### TASK INSTRUCTIONS
Retype the full set of records. Keep every character identical.

### MATERIAL PROVIDED
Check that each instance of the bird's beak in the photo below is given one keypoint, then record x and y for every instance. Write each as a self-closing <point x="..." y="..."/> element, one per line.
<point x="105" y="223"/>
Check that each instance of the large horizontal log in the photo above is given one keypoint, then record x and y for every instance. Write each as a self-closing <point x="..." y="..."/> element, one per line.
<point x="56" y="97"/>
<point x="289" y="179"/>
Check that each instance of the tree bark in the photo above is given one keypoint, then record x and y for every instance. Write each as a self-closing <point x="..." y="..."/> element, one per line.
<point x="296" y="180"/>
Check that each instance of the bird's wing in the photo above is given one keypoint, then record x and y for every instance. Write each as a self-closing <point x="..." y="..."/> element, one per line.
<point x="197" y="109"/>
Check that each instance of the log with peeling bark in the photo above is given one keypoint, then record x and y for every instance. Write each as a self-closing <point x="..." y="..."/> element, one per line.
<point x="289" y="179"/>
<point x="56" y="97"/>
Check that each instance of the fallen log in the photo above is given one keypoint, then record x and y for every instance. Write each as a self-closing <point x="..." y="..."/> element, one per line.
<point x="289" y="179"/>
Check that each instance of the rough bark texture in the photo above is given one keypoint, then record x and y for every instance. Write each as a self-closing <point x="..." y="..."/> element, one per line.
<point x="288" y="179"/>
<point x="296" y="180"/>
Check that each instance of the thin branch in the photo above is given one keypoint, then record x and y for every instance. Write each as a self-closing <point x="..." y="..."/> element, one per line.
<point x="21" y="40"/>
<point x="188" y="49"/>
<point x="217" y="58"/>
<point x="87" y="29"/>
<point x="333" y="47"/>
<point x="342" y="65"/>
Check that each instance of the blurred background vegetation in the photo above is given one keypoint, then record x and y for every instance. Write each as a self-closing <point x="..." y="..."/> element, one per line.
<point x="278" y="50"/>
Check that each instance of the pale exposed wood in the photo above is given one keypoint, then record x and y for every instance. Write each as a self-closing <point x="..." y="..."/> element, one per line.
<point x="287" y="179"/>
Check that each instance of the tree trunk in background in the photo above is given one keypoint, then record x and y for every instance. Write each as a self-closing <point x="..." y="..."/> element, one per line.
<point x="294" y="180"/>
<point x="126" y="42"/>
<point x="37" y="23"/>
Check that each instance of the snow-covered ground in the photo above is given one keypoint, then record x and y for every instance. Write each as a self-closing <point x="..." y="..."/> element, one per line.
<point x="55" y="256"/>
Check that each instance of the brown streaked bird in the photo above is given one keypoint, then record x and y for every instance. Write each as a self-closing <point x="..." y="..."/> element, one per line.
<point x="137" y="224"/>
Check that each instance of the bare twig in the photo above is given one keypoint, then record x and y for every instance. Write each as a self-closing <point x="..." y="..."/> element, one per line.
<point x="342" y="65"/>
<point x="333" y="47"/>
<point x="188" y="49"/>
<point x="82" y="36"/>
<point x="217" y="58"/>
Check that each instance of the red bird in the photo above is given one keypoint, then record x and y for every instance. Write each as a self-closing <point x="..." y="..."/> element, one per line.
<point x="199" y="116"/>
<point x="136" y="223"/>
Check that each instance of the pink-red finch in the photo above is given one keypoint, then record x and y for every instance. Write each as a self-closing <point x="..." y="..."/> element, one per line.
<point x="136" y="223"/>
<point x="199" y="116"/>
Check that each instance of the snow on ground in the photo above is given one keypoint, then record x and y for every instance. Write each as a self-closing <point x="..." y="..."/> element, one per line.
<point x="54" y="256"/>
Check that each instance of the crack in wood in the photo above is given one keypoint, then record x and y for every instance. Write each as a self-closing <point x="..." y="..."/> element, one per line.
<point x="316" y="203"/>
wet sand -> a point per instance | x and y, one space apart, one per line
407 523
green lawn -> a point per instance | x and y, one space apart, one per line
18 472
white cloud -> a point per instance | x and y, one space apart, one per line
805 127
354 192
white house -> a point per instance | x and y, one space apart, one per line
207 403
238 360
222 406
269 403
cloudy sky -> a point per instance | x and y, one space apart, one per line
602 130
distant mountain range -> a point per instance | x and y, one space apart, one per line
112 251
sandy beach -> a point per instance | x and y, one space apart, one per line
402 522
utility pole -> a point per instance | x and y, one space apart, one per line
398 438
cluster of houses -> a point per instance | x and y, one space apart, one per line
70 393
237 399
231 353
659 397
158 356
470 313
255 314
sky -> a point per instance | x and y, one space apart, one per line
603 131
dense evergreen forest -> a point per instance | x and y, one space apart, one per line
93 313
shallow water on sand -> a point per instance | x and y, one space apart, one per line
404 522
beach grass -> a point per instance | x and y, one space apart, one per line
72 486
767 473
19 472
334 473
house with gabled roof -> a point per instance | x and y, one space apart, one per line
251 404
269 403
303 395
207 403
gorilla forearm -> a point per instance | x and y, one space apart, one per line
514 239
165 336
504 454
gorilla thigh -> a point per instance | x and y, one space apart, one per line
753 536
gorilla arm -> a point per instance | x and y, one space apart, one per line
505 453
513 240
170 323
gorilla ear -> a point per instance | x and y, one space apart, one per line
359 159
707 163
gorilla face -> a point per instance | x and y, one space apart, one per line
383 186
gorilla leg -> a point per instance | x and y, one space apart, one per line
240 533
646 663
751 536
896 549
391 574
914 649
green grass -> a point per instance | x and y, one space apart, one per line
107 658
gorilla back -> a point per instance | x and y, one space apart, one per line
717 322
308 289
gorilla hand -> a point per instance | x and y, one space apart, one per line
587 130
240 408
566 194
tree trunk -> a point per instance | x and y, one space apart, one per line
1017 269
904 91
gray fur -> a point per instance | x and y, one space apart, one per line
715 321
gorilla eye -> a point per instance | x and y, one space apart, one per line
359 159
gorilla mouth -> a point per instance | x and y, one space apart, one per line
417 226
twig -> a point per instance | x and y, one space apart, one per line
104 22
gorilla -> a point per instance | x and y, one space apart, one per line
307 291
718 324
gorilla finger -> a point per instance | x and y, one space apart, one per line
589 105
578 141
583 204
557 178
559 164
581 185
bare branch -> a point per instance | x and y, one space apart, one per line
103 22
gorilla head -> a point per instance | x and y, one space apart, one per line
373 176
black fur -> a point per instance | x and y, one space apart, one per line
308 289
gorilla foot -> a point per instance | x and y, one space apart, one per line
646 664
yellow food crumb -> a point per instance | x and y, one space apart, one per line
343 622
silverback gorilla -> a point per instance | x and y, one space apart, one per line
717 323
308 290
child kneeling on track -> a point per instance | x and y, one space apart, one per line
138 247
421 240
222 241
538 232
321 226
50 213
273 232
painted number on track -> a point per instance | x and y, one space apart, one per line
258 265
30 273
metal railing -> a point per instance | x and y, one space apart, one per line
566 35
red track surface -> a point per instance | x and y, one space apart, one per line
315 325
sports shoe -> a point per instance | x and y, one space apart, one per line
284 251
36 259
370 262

### EXPECTED ANSWER
Check that each instance of the bird's beak in the photo below is given one keypoint, then record x and y for every instance. Write each as a self-closing <point x="..." y="..."/> element, one per line.
<point x="105" y="223"/>
Check that each instance of the large horizontal log in the photo above is given one keypoint, then record x and y for every instance. Write each as a self-closing <point x="..." y="..."/> element, one per line.
<point x="56" y="97"/>
<point x="289" y="179"/>
Check that each instance of the tree bark in the photo above is given one keypoint, then record x and y for every instance. Write each as a self-closing <point x="..." y="..."/> element, one per line.
<point x="296" y="180"/>
Check that each instance of the bird's wing in the photo above is given one keypoint, then record x and y for every instance. Write each as a self-closing <point x="..." y="..."/> element, one per line.
<point x="197" y="109"/>
Check that each instance of the log with peeling bark in the photo above is given one keypoint, then record x and y for every instance. Write each as a self-closing <point x="..." y="..."/> element, one per line.
<point x="289" y="179"/>
<point x="56" y="97"/>
Check that each instance of the fallen log in the photo above is given one keypoint, then record x and y for every instance. Write each as a self-closing <point x="..." y="..."/> element, one per line.
<point x="289" y="179"/>
Check that each instance of the rough bark texture in the photo above is given one keypoint, then record x and y for every instance. Write each as a self-closing <point x="..." y="..."/> element, one per line.
<point x="288" y="179"/>
<point x="296" y="180"/>
Check that each instance of the thin branch in the photo above is given one keypoint, then record x and y for every instance. Write each as a self-closing <point x="..." y="..."/> element, one per line.
<point x="21" y="40"/>
<point x="188" y="49"/>
<point x="217" y="58"/>
<point x="87" y="29"/>
<point x="333" y="47"/>
<point x="342" y="65"/>
Check that each instance of the blurred background vegetation in the photo above is given one keypoint, then record x and y for every instance. Write each as a self-closing <point x="..." y="..."/> element, one per line.
<point x="278" y="50"/>
Check that each instance of the pale exposed wood in the photo above is given one keypoint, then record x and y for every instance. Write each as a self-closing <point x="..." y="..."/> element, one per line.
<point x="287" y="179"/>
Check that each instance of the tree trunk in background in the photo above is given one keypoint, then record x and y for every instance. Write each as a self-closing <point x="..." y="..."/> element, one per line.
<point x="294" y="180"/>
<point x="126" y="42"/>
<point x="37" y="23"/>
Check that each instance of the snow-covered ground in the photo above is given one keypoint, then record x and y for every instance. Write each as a self-closing <point x="..." y="..."/> element, one per line.
<point x="55" y="256"/>
Check that each instance of the brown streaked bird in the photo above is given one keypoint, then record x and y for every instance. Write each as a self-closing <point x="..." y="..."/> element, one per line.
<point x="137" y="224"/>
Check that each instance of the bare twig in the photo above is given one keypoint, then record x and y for every instance. Write each as a self-closing <point x="..." y="..."/> element, one per line.
<point x="342" y="65"/>
<point x="333" y="47"/>
<point x="188" y="49"/>
<point x="82" y="36"/>
<point x="217" y="58"/>
Check that each instance of the red bird in the photo above is given one keypoint, then record x and y for every instance. Write each as a self-closing <point x="..." y="..."/> element, one per line.
<point x="199" y="116"/>
<point x="136" y="223"/>
Check that each instance of the pink-red finch in the photo above is given one keypoint, then record x and y for every instance. Write each as a self-closing <point x="..." y="..."/> element, one per line.
<point x="136" y="223"/>
<point x="199" y="116"/>
Check that each instance of the snow on ground in the photo above is given one keypoint, then record x and y for every instance. Write each as a self-closing <point x="..." y="..."/> element, one per line.
<point x="54" y="256"/>
Check that each instance of the crack in wood in the photo above is given one keypoint, then record x and y for every instance. Write each as a self-closing <point x="..." y="..."/> element, one per line.
<point x="316" y="203"/>
wet sand -> a point per instance | x and y, one space apart, one per line
407 523
green lawn -> a point per instance | x and y, one space apart, one per line
18 472
white cloud -> a point per instance | x and y, one space apart, one per line
805 127
354 192
white house -> a point per instance | x and y, one space apart, one per line
207 403
238 360
222 406
269 403
cloudy sky -> a point per instance | x and y, one space apart, one per line
602 130
distant mountain range -> a point per instance | x and y, one space apart, one per line
112 251
sandy beach -> a point per instance | x and y, one space apart, one per line
402 522
utility pole -> a point per instance | x and y, one space apart, one per line
398 438
cluster of houses -> a point per instance | x and y, one space apart, one per line
70 393
237 399
231 353
659 397
158 356
470 313
255 314
sky -> a point per instance | x and y, one space apart, one per line
603 131
dense evergreen forest -> a point per instance | x and y, one space apart, one per line
93 313
shallow water on sand -> a point per instance | x and y, one space apart, one per line
404 522
beach grass -> a point per instance | x and y, one space apart, one per line
72 486
767 473
19 472
334 473
house with gabled roof -> a point per instance | x and y, one space apart, one per line
251 404
269 403
303 395
207 403
gorilla forearm -> a point per instance | x and y, one space apart, one per line
514 239
165 336
504 454
gorilla thigh -> a point per instance | x and y, one space apart, one per line
753 536
gorilla arm -> a point per instance | x and y, one space apart, one per line
505 453
513 240
170 323
gorilla ear -> a point per instance | x and y, one space apart, one per line
359 159
707 163
gorilla face -> a point per instance | x and y, one space apart, one per line
383 186
gorilla leg -> a point per instance | x and y, one space apart, one per line
240 533
646 663
751 536
896 549
391 574
914 649
green grass -> a point per instance | x and y, one space apart, one per line
107 658
gorilla back -> a point per instance | x and y, one space apart, one per line
717 322
308 289
gorilla hand -> a point per instance | x and y, one space apart, one per line
587 130
240 408
566 194
tree trunk -> a point per instance | x and y, one space apart, one per line
1017 269
904 91
gray fur -> a point per instance | x and y, one space apart, one per line
715 321
gorilla eye -> a point per instance | x and y, one space apart, one per line
359 159
gorilla mouth -> a point per instance | x and y, one space apart, one per line
417 226
twig -> a point per instance | x and y, one space apart, one per line
104 22
gorilla -> a point per instance | x and y, one space apart, one per line
307 291
718 324
gorilla finger -> a point per instance | x and y, one space apart, one per line
589 105
578 141
583 204
557 178
559 164
581 185
bare branch -> a point per instance | x and y, one space apart, one per line
103 22
gorilla head -> a point per instance | x and y, one space apart, one per line
373 176
black fur -> a point per instance | x and y, one space apart, one per line
308 289
gorilla foot -> a point per instance | x and y, one space apart, one per line
646 664
yellow food crumb -> a point per instance | x and y, one space apart, one per line
343 622
silverback gorilla -> a point per instance | x and y, one space apart, one per line
717 323
308 290
child kneeling on track -> a point per instance | x and y, one space apart, one per line
138 247
421 240
222 241
538 232
321 226
50 213
273 232
painted number on track -> a point per instance | x and y, one space apart, one per line
258 265
30 273
metal railing -> a point per instance | x and y, one space apart, one per line
566 35
red track surface -> a point per instance | x and y, one space apart, one per line
315 325
sports shoe -> a point per instance | x and y, one space apart, one per line
284 251
36 259
370 262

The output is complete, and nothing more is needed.